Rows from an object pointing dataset
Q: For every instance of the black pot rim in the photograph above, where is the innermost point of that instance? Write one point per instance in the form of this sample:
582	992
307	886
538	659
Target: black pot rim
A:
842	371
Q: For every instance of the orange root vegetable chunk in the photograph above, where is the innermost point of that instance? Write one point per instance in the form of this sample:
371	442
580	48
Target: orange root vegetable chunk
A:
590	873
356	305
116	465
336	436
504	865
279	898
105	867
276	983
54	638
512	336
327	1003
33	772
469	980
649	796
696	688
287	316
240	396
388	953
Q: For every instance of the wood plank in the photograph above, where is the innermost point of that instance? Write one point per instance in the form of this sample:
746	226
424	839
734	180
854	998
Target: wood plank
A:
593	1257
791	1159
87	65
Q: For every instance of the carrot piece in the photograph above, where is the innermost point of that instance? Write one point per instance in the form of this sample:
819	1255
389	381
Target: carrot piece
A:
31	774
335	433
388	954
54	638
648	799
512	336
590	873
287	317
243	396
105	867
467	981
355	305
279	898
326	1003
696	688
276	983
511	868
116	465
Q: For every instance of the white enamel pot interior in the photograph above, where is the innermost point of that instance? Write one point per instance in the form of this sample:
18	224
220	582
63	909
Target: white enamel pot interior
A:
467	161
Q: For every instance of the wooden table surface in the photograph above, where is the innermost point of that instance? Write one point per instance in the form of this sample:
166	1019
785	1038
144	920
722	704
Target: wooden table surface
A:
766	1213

◆ **Your task**
Rewrite the listing above so that every "innermost" becomes "central", and keep everything else the same.

◆ **Full answer**
Q: For every instance of the black pot rim in the photograph above, where is the central point of that instance? Write one point per instance in the form of this sample:
582	992
307	886
538	659
Target: black pot rim
A:
842	371
Q: For every instance of the orange root vegetable chunk in the photograph above, where is the central point of that instance? Write one point per instance in the form of this sample:
371	442
580	48
Target: orange root vegetable chunk
A:
590	873
356	305
116	465
336	436
504	865
279	898
105	867
276	983
54	638
512	336
327	1003
33	772
469	980
649	796
696	688
287	316
240	396
388	953
Q: For every instance of the wood plank in the photograph above, where is the central point of that instance? Write one point per instance in the form of this sample:
746	226
424	839
734	180
854	998
Target: wood plank
A:
593	1257
791	1159
87	65
Q: For every instance of the carrot piece in the photograph above, where is the central point of that instance? Write one point per instance in the form of this sample:
819	1255
389	381
Target: carrot piece
A:
31	774
335	433
388	954
54	638
648	799
512	336
590	873
287	317
243	396
105	867
467	981
355	305
279	898
326	1003
696	688
276	983
511	868
116	465
Q: For every instance of the white enamel pot interior in the photograph above, where is the central point of that instance? Write one point per instance in the form of this sample:
18	224
220	582
63	909
Target: white enamel pot interior
A:
467	161
Q: For every instance of the wooden table surface in the photograph above, where is the central point of that instance? Write one point per instance in the form of this sample:
166	1019
785	1038
144	920
722	704
Target: wooden table surface
A:
766	1213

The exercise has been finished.